Vociferous and widespread attacks against online gaming accounts by cybercriminals have spawned a new family of Trojans.
These Trojans dominate malware activity worldwide and also poses a threat to businesses, a security expert warns.
Trojans designed to steal the online gaming account information of its victims now account for over one-third of all malware activity, reports Fortinet Technologies Inc.
The Sunnyvale, Calif.-based security vendor identified the new threat in its monthly report for June.
But just because these Trojans are designed with the purpose of hijacking online gaming accounts, doesn’t mean businesses can rest easy, says report author Derek Manky, who is a security research engineer at Fortinet.
“Most of the time, Trojans have integrated functionality so they can accept commands from a remote attacker and download new code to be used for any purpose,” says the security researcher based in Burnaby, B.C.
Two specific online gaming Trojans catapulted to Fortinet’s top 10 threats in April. Since then, the Trojans have moved into second and fourth place on the list. As a family, the malware is twice as pervasive as the next leading group of insidiously-designed software.
Devastation wrought by the Trojans is documented on World of Warcraft (WoW) technical support forums.
The WoW site has been created by Irvine, Calif.-based Blizzard Entertainment, a leading developer and publisher of entertainment software.
The popular massive-multiplayer online game’s forum is replete with user complaints bemoaning stolen accounts as a result of malware.
“Please lock the account username Txexhale,” writers one gamer. “It has been stolen along with all of my information. I believe someone key logged my e-mail address, WoW account and everything else on my computer.”
--
§ **Tasks**
(a) Transcribe the gaming Trojans article between "Vociferous and widespread" and "engineer at Fortinet.", inclusive.
(b) According to the gaming Trojans article, what share of all malware activity do Trojans that steal online gaming account information now account for?
The material after this point comes from a separate source.
--
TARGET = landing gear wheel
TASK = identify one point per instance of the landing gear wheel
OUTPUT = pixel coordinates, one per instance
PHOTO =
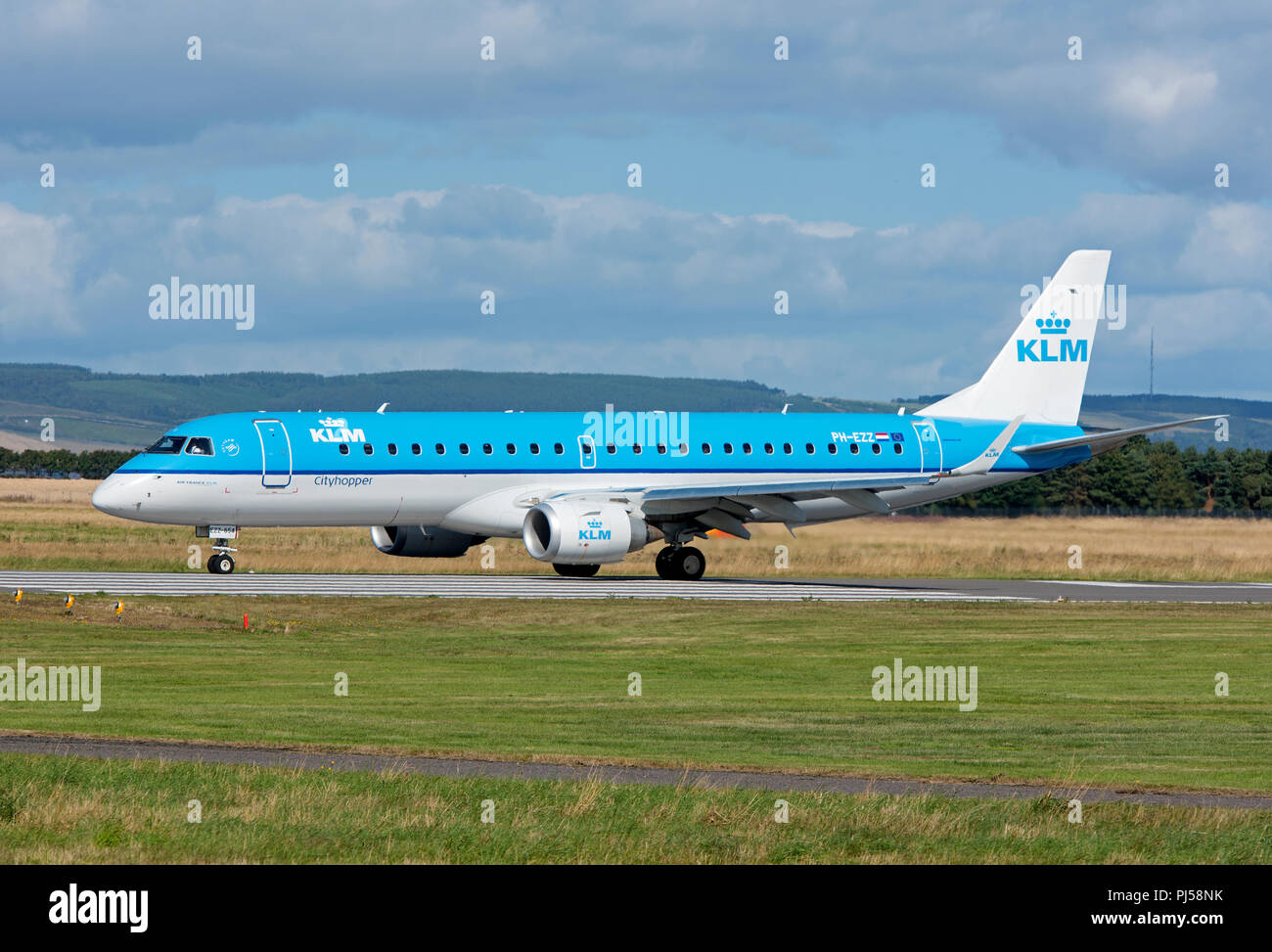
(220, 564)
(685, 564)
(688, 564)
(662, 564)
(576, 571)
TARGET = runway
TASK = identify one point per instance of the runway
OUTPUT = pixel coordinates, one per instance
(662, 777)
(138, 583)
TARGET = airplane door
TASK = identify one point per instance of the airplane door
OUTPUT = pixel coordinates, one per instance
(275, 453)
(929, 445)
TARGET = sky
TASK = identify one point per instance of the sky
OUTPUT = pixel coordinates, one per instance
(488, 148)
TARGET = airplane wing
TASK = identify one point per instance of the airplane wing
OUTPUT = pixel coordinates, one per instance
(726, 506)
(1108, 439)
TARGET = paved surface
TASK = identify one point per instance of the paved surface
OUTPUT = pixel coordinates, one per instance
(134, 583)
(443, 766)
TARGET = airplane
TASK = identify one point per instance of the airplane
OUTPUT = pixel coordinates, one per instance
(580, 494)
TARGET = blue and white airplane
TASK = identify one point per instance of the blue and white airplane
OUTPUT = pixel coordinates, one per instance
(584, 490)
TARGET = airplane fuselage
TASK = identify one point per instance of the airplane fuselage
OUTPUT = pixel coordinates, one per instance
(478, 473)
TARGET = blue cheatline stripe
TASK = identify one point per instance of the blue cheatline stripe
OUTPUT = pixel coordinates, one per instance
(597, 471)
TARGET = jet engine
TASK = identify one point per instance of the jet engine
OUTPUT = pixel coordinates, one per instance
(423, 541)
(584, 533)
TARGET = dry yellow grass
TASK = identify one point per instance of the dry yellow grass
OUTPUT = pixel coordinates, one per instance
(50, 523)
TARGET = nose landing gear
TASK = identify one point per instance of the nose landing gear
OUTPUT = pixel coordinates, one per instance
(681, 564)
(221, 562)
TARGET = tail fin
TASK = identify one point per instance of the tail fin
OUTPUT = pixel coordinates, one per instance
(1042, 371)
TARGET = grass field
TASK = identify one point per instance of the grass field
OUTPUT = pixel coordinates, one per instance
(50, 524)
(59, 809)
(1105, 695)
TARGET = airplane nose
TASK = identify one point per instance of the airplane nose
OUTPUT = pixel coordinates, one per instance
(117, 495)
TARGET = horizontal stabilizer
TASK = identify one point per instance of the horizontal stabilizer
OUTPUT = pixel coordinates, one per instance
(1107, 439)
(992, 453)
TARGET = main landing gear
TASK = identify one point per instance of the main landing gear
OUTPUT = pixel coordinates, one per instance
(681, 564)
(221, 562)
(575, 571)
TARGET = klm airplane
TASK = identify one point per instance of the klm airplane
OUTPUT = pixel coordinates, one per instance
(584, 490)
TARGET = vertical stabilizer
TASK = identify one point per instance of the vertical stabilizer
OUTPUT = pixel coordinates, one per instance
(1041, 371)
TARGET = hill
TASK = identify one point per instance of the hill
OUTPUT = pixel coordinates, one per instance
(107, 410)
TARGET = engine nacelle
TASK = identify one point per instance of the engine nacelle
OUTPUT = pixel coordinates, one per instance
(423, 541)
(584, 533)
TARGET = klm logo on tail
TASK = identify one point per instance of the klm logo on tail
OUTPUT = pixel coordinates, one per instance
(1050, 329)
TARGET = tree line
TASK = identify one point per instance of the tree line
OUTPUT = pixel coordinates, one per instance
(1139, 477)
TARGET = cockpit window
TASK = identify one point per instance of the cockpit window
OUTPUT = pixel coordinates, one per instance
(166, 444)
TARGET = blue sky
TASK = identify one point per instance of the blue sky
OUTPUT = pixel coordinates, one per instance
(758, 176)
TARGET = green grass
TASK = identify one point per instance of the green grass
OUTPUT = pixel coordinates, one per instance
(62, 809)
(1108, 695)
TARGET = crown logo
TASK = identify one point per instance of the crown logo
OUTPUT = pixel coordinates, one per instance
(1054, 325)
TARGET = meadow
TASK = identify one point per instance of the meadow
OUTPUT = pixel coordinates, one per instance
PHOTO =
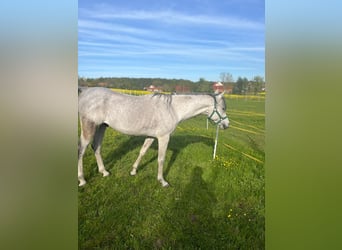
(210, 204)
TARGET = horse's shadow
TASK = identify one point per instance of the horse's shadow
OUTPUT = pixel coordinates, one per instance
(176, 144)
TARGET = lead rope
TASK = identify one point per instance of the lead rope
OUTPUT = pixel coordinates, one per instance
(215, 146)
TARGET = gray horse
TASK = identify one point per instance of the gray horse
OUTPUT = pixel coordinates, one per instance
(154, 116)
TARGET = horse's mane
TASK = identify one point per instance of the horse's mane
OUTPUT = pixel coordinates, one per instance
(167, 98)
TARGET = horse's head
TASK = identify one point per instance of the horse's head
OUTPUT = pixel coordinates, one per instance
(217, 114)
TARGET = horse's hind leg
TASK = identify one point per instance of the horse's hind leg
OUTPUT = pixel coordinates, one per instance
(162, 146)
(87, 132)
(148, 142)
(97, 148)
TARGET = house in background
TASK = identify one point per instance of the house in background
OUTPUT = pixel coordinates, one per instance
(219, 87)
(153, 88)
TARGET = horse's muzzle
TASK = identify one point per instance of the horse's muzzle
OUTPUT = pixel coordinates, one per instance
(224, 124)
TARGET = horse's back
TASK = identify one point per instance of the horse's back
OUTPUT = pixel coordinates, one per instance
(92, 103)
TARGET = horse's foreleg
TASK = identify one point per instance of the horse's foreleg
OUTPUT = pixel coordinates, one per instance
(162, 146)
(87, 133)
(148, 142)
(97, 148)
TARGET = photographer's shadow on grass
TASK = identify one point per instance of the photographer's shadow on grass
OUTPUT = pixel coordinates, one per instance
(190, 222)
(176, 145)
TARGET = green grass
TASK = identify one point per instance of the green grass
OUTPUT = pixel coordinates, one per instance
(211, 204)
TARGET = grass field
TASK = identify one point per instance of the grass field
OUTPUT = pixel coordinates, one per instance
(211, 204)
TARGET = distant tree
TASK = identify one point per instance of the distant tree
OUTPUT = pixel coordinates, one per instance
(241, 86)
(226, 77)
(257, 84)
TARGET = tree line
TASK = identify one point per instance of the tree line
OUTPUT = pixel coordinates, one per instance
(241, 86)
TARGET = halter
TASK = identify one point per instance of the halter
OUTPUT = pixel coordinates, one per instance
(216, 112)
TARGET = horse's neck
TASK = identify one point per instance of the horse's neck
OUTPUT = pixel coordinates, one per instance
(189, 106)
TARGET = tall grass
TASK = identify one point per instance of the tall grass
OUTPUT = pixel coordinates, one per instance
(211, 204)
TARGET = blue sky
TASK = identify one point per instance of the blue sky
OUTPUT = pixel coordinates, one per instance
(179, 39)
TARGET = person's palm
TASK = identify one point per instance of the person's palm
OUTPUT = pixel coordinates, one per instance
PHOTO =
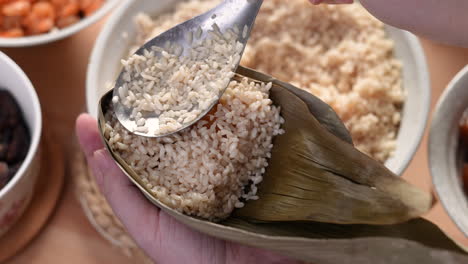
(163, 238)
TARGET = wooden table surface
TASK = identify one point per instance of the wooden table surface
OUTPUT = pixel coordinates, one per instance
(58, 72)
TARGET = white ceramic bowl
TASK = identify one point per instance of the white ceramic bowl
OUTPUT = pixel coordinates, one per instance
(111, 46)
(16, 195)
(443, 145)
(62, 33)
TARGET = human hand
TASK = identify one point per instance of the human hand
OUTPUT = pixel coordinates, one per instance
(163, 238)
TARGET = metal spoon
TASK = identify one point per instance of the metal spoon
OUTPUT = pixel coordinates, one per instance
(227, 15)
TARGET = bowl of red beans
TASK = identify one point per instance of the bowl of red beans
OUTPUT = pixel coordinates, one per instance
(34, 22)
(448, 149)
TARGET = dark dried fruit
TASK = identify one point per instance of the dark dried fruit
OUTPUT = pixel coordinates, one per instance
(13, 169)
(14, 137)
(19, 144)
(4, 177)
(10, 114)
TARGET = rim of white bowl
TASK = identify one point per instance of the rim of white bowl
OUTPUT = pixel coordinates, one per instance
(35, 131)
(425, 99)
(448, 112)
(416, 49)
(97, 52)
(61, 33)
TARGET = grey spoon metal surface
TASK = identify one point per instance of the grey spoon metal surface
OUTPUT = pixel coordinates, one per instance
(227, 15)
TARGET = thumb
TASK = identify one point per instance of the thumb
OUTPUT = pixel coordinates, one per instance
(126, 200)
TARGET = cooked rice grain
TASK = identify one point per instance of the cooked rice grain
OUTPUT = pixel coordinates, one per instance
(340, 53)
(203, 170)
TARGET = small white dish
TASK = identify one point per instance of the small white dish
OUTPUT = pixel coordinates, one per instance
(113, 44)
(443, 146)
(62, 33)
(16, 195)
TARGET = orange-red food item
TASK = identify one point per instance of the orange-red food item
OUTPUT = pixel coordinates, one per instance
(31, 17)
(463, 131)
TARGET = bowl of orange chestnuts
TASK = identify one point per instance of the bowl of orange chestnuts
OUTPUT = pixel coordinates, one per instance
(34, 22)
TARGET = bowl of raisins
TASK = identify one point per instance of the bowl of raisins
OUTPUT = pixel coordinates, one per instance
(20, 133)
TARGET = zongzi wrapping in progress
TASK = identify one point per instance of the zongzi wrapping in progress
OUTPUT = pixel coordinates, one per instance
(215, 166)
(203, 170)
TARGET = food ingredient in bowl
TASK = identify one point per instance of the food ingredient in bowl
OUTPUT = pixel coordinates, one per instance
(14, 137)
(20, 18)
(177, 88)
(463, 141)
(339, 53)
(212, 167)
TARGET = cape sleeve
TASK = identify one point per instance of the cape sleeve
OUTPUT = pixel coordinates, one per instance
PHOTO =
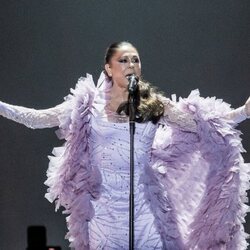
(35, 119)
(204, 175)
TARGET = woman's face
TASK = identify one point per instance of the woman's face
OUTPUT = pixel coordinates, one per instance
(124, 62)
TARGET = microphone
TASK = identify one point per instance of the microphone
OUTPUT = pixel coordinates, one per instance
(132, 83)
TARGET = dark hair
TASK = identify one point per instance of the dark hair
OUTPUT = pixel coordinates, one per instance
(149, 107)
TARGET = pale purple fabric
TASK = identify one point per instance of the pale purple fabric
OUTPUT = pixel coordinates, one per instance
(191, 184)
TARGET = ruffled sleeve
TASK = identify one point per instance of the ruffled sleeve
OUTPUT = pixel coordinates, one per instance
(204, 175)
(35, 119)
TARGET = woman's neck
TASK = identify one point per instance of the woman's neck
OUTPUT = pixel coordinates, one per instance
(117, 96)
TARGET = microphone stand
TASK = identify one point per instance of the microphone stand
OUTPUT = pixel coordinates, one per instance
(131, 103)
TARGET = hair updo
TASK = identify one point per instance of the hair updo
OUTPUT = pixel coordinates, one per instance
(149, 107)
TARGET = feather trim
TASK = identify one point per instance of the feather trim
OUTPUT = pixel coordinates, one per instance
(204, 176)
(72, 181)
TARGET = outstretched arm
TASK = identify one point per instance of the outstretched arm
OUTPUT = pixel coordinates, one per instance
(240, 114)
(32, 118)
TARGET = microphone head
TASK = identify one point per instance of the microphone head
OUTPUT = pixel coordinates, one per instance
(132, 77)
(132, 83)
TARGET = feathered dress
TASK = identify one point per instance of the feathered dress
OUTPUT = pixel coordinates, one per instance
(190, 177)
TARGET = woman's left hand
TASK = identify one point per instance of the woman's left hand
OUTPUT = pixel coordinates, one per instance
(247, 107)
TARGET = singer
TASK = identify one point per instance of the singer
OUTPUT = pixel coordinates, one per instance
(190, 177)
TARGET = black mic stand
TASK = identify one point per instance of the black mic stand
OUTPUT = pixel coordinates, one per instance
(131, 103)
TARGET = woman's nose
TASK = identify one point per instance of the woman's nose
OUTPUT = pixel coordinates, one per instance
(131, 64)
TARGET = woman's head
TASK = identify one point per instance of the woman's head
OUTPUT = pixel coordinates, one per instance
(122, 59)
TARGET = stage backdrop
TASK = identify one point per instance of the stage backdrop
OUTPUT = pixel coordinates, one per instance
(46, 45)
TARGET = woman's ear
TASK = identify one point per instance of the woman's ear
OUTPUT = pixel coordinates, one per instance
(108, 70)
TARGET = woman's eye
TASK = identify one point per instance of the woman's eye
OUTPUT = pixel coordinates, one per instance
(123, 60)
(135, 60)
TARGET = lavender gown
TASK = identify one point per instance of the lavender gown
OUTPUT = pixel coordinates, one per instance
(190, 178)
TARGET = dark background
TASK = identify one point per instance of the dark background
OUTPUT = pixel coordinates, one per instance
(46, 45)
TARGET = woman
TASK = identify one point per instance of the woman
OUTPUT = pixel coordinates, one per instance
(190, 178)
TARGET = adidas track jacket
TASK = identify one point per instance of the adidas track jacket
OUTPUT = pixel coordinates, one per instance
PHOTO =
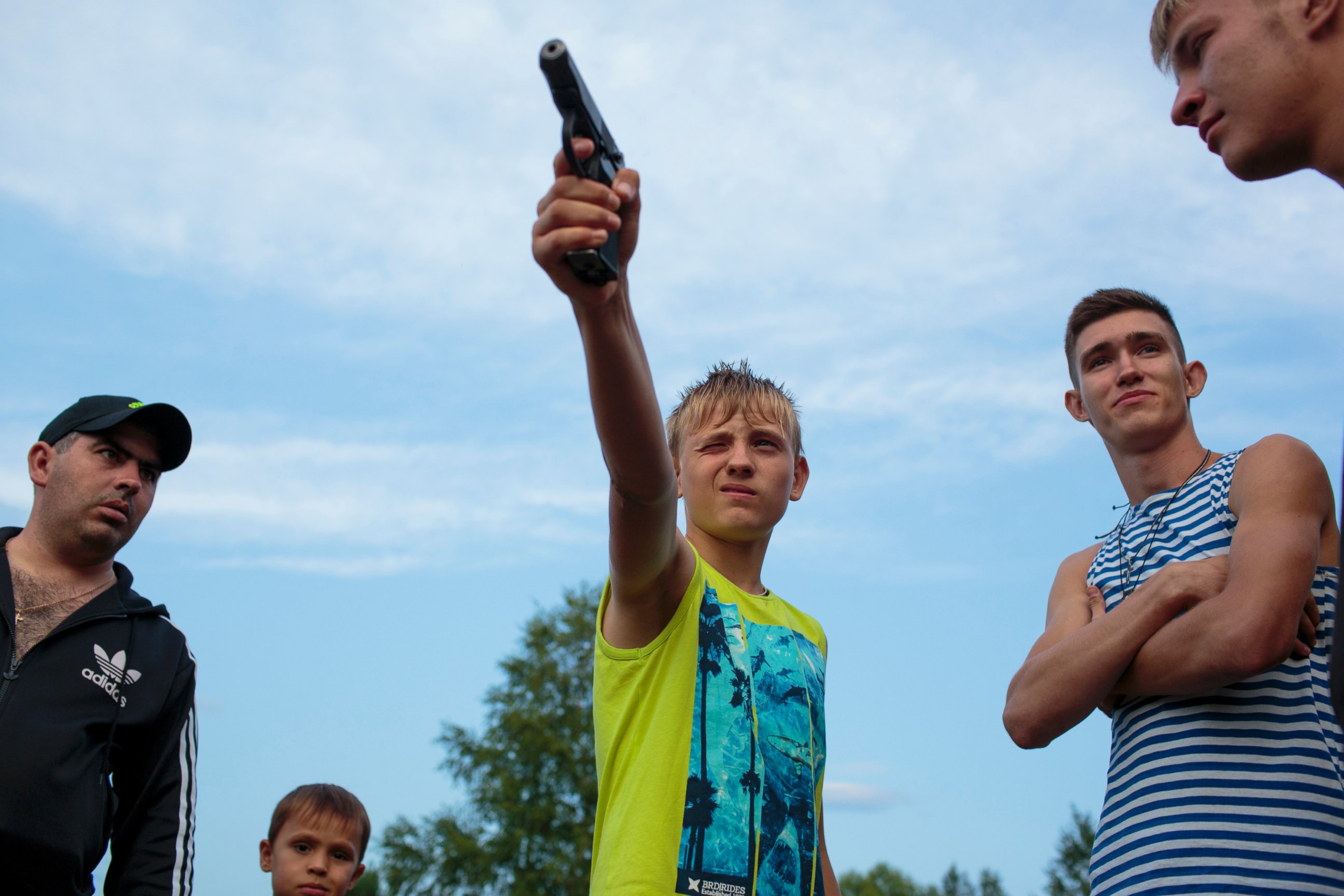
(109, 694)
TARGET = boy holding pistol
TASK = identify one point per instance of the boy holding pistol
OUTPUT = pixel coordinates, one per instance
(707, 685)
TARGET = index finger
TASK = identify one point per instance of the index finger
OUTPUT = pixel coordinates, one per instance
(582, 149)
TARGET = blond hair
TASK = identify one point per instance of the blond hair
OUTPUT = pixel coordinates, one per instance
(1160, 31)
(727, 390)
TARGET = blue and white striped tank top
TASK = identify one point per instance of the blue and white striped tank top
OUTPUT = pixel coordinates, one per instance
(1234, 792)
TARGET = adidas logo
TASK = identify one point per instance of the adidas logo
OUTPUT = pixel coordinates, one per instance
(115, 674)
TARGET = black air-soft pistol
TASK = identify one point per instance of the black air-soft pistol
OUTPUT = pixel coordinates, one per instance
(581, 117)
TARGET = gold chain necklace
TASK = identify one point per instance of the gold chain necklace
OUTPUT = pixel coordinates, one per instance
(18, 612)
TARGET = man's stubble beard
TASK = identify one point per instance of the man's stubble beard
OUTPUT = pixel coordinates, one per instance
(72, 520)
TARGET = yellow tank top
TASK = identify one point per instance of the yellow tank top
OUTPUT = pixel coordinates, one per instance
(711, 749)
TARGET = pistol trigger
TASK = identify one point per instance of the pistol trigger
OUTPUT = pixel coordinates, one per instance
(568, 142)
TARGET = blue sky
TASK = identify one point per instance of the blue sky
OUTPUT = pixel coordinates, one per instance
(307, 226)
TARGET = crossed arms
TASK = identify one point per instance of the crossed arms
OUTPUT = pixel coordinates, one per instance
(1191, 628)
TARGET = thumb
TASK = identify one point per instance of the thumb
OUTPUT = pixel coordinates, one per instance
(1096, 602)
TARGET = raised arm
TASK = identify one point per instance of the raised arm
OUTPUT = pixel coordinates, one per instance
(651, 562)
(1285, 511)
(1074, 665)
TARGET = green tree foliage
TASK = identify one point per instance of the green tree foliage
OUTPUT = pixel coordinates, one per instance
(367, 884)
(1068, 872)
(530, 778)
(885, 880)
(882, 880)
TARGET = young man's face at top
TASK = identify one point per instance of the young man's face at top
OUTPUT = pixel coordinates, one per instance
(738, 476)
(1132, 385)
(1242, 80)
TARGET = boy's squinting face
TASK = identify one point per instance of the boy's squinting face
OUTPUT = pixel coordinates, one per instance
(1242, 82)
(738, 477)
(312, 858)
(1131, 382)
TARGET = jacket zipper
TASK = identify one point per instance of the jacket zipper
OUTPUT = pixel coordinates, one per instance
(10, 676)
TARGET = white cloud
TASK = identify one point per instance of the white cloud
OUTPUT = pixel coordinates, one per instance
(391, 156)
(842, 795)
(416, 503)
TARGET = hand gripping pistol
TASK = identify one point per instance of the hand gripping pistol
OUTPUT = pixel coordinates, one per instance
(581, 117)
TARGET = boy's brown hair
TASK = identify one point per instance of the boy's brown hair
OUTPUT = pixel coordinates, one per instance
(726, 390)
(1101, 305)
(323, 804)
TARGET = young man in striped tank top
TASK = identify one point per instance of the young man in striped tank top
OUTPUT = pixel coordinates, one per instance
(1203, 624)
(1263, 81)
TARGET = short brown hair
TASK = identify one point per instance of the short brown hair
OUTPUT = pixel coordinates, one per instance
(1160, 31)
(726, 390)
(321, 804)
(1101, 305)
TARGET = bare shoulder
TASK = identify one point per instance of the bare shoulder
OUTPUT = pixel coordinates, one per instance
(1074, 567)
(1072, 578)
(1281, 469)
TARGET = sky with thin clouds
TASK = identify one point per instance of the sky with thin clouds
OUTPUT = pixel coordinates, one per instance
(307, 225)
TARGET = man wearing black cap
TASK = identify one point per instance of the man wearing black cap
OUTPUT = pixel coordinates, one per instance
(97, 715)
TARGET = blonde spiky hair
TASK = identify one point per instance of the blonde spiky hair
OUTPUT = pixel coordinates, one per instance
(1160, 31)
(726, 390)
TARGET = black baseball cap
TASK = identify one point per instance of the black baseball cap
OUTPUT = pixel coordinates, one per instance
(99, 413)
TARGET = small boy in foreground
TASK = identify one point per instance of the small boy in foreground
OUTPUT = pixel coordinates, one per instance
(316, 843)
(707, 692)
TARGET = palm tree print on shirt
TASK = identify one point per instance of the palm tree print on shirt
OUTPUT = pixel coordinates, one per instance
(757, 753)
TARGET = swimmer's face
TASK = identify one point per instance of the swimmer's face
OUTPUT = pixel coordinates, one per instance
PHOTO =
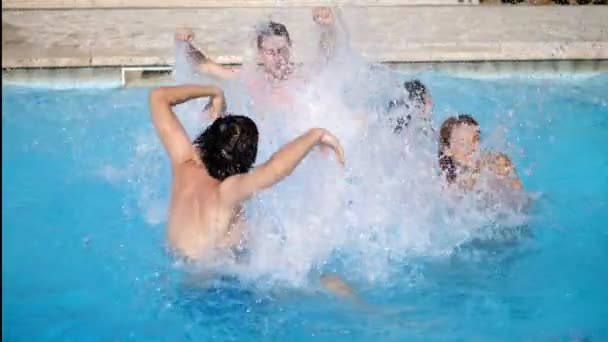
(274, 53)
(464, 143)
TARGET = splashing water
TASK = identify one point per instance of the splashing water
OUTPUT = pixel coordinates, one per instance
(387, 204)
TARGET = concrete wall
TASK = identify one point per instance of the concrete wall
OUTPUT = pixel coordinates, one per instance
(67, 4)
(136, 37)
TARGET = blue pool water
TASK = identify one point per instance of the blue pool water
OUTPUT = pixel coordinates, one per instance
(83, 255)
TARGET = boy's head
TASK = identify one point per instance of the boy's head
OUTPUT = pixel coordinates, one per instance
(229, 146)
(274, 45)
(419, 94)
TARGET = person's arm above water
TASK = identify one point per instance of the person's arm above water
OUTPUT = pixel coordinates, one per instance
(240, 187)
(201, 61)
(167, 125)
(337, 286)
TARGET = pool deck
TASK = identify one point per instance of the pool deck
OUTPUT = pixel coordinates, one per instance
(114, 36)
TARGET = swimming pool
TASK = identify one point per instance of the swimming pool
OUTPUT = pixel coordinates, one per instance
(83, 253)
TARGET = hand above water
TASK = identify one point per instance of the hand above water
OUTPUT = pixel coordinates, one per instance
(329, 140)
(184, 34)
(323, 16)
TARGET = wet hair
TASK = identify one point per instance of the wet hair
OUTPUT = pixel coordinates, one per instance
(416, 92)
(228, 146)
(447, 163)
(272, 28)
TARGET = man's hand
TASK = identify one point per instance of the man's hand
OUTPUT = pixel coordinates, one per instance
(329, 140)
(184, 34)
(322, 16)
--
§ **Answers to this exercise**
(a)
Vociferous and widespread attacks against online gaming accounts by cybercriminals have spawned a new family of Trojans.
These Trojans dominate malware activity worldwide and also poses a threat to businesses, a security expert warns.
Trojans designed to steal the online gaming account information of its victims now account for over one-third of all malware activity, reports Fortinet Technologies Inc.
The Sunnyvale, Calif.-based security vendor identified the new threat in its monthly report for June.
But just because these Trojans are designed with the purpose of hijacking online gaming accounts, doesn’t mean businesses can rest easy, says report author Derek Manky, who is a security research engineer at Fortinet.

(b) Over one-third of all malware activity.